◆ Text section
────

I received this as a LibraryThing Early Reader book, in exchange for an honest review.

(Warning – pretty much all the language I generally avoid in reviews up to now shows up here, en masse.)

Now, see, they teach this stuff in school. In high school. And the kids sit there bored out of their minds in class. Little do they know.

The idea behind this edition of Shakespeare's comedy – and, it appears, also Macbeth and Romeo and Juliet in the series so far – is to undo some of the "cleaning up" that the plays have suffered over the centuries. Papadinis has gone back to the earliest printed versions of the work (for this, to the First Folio) to suss out what the original punctuation looked like, trying to undo layer after layer of standardization and "correction". Also, she combs through the text word by word with a few dozen reference books to hand trying to determine any and all alternate meanings for words and phrases. One of the first examples, given in the introduction, is the phrase Shakespeare used fairly often and probably most memorably in Hamlet, "country matters". This is fairly commonly known, I think (I knew, so therefore I tend to assume anyone knows), to be a euphemism for sex; I always sort of assumed it was some sort of reference to the highjinks lads and lasses get up to in the meadow. Not quite. "Country" was pronounced as it is now, so for Hamlet to say this as he lays his head in Ophelia's lap – emphasize the first syllable of the phrase, now … Get it, wink wink nudge nudge? That's what I expect from wordplay in Shakespeare.

────

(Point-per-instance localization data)
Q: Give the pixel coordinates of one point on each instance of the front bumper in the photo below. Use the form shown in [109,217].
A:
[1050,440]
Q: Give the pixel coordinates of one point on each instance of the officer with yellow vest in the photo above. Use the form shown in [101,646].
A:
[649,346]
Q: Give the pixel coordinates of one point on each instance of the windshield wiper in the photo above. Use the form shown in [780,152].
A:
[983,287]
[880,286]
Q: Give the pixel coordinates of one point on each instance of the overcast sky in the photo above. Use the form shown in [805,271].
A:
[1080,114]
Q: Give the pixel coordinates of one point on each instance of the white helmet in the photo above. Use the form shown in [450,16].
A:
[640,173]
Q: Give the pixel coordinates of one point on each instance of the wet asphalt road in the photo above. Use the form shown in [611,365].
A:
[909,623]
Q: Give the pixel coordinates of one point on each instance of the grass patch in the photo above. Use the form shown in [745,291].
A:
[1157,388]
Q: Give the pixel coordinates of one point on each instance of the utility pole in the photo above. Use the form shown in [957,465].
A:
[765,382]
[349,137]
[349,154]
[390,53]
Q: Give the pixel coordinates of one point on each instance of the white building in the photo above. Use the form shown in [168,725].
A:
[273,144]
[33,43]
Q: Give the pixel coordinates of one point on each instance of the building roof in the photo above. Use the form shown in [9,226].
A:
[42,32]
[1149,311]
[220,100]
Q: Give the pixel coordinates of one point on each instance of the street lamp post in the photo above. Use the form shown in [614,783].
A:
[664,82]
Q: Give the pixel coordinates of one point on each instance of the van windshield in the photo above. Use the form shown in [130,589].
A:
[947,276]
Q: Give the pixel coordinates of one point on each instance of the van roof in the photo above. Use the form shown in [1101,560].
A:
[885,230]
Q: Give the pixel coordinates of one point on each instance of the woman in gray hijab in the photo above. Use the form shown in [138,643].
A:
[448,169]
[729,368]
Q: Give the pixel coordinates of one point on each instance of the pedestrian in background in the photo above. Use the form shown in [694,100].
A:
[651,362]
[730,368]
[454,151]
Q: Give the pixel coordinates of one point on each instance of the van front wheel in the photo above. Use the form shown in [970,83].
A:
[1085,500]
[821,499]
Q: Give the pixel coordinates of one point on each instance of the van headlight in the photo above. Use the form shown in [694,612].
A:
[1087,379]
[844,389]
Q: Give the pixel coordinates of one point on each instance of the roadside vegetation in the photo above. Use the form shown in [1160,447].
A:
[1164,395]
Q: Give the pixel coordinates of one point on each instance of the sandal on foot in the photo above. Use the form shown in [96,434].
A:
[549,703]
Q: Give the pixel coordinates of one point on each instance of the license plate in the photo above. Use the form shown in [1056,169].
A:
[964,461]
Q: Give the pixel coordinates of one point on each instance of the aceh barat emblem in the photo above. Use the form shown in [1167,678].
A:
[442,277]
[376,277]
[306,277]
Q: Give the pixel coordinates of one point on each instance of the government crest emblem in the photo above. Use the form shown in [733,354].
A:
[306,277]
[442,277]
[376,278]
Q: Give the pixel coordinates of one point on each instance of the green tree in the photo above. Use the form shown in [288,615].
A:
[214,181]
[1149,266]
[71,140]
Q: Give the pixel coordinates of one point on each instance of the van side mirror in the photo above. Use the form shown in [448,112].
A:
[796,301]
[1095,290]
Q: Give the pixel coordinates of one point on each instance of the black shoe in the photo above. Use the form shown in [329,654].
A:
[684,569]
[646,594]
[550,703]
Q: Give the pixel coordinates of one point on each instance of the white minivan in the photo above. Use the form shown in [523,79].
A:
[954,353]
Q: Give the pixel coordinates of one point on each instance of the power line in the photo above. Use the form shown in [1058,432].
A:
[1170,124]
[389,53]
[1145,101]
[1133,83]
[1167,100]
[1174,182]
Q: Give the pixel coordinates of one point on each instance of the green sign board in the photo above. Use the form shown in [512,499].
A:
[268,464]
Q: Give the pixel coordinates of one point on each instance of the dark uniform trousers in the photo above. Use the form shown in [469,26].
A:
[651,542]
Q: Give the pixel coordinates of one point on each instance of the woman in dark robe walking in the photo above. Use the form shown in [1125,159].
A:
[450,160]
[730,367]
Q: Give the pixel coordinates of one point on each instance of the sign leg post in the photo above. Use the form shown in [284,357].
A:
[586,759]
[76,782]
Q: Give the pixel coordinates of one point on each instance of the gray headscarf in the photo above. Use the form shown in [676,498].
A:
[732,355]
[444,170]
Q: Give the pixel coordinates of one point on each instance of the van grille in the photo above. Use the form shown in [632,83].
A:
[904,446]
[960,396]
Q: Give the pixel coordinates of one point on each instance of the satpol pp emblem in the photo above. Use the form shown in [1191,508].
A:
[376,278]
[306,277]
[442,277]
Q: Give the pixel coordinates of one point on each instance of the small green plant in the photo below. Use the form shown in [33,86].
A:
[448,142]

────

◆ Exercise instructions
**1)** According to the review, why did Papadinis go back to the earliest printed versions of the play?
**2)** From the review, extract the passage that begins with the words "(Warning – pretty" and ends after the words "do they know.".

◆ Solutions by task
**1)** She wanted to work out what the original punctuation looked like by undoing layer after layer of standardization and "correction." This serves the edition's aim of undoing the "cleaning up" the plays have gone through over the centuries. For this play, she used the First Folio.

**2)**
(Warning – pretty much all the language I generally avoid in reviews up to now shows up here, en masse.)

Now, see, they teach this stuff in school. In high school. And the kids sit there bored out of their minds in class. Little do they know.